What the task requires: Please pick out and copy every line of the data below that contains the word "block". Case counts.
-- BEGIN --
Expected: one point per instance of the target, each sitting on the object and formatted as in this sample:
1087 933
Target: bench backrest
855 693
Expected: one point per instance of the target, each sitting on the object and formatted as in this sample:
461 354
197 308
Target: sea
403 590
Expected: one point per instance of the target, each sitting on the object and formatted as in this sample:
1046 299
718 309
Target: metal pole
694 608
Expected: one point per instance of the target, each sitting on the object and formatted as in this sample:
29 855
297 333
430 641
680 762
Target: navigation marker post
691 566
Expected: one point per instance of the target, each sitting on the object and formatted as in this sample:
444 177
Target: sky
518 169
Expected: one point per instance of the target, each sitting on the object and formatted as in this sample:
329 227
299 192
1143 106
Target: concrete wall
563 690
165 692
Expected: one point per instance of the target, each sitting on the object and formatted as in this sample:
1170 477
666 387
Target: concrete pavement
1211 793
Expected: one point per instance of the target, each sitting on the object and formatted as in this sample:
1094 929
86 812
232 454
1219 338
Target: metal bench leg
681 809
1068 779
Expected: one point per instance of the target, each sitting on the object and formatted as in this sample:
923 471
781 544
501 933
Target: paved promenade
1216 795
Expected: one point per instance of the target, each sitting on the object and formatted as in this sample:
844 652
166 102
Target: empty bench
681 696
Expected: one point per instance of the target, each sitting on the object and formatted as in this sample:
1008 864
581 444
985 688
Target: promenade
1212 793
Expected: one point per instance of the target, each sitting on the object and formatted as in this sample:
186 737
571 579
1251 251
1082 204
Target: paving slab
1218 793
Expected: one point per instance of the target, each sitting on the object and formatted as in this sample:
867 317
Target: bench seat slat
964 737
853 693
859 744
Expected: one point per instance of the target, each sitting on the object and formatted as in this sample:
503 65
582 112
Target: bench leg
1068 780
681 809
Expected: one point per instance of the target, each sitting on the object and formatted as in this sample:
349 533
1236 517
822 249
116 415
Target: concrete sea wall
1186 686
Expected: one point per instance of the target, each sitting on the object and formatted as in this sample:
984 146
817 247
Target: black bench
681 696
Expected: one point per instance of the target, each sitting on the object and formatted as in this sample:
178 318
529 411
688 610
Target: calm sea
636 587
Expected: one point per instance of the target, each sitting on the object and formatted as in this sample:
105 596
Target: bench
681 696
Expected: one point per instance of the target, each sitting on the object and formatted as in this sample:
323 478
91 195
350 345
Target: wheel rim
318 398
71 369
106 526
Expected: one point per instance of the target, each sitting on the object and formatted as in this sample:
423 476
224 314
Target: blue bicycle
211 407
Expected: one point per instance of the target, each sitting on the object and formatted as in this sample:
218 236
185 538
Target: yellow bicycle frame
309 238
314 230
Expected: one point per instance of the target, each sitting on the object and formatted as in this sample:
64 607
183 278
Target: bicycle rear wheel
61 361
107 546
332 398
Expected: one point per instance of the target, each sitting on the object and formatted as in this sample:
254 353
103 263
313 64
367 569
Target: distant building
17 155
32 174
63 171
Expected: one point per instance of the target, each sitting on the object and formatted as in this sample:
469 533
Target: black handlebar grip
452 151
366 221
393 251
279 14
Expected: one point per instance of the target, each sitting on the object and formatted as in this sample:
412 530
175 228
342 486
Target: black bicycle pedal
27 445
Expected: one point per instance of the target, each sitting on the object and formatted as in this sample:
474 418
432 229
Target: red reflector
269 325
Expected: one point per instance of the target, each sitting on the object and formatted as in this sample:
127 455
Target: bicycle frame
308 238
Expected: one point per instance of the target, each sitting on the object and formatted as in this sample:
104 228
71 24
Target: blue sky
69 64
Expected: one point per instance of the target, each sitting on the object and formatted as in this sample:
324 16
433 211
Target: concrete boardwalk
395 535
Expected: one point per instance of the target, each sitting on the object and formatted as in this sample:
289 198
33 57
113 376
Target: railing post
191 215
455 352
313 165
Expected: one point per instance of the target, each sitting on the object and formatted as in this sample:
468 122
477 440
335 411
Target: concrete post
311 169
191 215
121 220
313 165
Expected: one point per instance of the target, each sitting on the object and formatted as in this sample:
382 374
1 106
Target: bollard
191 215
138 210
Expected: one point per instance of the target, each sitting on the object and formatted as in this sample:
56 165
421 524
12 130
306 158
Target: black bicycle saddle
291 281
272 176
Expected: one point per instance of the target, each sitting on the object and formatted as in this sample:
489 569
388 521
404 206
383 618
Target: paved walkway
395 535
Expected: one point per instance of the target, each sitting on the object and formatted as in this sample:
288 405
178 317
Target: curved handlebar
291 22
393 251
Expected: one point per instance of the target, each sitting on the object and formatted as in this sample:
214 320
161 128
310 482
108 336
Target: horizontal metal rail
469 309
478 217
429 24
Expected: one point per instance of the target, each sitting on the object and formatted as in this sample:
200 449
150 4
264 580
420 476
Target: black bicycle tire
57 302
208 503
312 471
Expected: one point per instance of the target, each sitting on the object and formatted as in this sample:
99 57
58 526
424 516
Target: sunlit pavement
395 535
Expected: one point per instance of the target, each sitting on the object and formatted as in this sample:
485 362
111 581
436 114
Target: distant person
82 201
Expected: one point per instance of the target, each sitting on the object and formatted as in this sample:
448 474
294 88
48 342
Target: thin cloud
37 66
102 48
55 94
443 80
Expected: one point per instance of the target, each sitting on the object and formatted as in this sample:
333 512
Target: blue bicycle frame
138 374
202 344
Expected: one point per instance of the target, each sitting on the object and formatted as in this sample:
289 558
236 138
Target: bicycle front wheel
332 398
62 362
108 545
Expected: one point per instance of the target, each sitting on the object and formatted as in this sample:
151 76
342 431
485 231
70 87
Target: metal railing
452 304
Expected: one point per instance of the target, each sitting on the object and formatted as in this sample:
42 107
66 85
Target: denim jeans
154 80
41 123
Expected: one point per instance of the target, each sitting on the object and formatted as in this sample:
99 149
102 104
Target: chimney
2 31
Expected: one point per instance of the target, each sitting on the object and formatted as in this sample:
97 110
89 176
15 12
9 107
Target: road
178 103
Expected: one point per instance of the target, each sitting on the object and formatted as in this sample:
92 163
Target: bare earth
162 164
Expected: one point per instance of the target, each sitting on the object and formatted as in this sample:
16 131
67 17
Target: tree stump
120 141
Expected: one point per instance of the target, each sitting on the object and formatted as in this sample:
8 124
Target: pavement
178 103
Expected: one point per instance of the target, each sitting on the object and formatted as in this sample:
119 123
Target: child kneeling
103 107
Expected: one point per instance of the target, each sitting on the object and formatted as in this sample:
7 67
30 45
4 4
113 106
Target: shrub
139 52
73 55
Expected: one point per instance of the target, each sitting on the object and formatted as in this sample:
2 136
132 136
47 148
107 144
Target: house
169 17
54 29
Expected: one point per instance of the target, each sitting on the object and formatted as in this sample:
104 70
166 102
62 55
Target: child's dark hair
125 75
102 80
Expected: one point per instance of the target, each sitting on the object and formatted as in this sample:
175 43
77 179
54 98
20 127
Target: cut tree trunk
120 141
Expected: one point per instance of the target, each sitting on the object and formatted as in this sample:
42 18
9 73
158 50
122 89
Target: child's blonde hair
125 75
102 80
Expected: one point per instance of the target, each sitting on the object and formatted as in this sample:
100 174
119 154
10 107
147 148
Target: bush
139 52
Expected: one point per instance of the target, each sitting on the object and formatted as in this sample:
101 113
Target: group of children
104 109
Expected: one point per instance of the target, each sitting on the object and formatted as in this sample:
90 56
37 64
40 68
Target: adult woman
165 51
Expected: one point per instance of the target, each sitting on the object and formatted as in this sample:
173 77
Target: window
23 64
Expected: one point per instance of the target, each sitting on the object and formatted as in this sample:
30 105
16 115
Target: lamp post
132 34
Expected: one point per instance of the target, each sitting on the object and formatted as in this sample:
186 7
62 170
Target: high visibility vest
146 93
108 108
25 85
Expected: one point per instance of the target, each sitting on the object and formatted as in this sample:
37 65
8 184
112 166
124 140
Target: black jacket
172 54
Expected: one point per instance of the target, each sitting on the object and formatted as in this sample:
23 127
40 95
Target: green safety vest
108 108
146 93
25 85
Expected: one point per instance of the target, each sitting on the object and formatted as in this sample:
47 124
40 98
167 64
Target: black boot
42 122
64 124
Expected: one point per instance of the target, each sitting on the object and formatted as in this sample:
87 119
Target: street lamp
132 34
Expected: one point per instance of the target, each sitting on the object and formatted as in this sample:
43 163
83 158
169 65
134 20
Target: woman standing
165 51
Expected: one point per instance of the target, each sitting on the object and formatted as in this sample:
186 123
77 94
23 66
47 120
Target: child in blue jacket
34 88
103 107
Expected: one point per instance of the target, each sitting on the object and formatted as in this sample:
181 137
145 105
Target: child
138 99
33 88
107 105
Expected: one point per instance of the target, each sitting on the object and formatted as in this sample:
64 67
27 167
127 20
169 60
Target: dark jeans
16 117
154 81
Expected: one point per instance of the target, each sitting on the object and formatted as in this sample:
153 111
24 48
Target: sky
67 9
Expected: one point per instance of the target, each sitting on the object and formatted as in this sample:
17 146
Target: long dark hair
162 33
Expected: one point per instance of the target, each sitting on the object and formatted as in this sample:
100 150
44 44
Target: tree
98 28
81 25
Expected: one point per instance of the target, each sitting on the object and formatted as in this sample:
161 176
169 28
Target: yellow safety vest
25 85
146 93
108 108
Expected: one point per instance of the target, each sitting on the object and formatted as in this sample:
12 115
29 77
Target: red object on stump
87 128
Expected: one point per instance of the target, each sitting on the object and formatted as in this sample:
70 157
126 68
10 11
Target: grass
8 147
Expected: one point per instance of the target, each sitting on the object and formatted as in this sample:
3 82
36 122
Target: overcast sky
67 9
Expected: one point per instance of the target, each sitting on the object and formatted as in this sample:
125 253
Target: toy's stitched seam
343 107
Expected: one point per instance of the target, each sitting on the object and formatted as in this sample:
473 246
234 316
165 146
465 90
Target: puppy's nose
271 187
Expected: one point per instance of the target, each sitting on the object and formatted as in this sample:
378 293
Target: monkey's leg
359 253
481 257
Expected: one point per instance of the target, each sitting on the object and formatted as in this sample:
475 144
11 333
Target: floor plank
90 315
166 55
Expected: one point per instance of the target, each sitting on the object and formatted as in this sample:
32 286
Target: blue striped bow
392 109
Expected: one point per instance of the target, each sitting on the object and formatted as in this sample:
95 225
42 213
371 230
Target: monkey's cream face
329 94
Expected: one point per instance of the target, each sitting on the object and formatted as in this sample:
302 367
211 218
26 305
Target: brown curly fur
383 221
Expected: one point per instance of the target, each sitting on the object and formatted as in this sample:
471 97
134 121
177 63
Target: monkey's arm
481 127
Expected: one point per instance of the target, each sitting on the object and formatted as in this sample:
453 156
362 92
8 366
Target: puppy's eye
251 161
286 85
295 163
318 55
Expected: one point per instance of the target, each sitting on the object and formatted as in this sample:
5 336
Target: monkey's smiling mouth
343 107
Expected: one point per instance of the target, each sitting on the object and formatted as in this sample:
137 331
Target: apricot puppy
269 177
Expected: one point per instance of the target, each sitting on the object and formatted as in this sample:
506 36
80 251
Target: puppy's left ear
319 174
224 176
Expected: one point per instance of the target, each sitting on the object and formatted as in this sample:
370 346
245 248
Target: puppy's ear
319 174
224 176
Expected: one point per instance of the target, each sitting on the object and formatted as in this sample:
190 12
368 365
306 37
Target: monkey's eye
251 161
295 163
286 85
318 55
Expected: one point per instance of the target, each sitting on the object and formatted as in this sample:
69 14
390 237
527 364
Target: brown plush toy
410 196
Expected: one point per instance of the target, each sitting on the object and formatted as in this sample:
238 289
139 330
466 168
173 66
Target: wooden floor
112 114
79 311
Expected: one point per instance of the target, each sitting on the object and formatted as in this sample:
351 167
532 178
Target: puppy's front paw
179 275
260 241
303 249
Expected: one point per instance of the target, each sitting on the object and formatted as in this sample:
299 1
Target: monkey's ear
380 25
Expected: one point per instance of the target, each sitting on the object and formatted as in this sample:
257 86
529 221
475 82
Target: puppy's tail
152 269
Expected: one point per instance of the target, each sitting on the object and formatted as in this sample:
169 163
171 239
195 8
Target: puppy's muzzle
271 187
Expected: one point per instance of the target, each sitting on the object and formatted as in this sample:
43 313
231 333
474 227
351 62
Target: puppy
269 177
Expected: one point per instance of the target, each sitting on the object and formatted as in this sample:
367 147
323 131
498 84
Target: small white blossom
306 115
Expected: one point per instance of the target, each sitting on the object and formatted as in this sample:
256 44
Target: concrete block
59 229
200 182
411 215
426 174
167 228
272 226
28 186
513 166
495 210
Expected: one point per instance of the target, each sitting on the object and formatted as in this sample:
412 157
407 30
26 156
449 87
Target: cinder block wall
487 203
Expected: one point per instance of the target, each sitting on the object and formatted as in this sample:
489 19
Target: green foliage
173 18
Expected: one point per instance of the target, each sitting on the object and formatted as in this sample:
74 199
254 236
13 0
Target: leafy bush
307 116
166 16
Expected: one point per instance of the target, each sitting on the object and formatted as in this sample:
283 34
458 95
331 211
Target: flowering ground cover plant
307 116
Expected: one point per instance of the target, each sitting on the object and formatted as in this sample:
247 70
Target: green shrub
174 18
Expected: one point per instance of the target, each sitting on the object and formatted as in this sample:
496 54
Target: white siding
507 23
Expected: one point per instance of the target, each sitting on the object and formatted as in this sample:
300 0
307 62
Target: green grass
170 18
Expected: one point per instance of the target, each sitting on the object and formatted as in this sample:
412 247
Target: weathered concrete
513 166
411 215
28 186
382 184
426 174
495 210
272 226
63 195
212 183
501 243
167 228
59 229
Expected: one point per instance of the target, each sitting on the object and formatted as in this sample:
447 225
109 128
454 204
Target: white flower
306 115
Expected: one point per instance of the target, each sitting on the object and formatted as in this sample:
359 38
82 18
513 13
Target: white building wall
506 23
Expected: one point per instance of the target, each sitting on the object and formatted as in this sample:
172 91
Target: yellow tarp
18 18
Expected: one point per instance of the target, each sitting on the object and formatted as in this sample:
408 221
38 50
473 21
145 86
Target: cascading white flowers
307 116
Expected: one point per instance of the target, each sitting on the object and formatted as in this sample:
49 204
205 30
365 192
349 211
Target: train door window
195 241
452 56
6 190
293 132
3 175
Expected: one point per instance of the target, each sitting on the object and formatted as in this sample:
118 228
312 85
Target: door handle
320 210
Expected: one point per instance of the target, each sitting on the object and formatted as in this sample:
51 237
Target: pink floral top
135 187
-- END --
Completed exercise:
Target: concrete block
Target: cinder block wall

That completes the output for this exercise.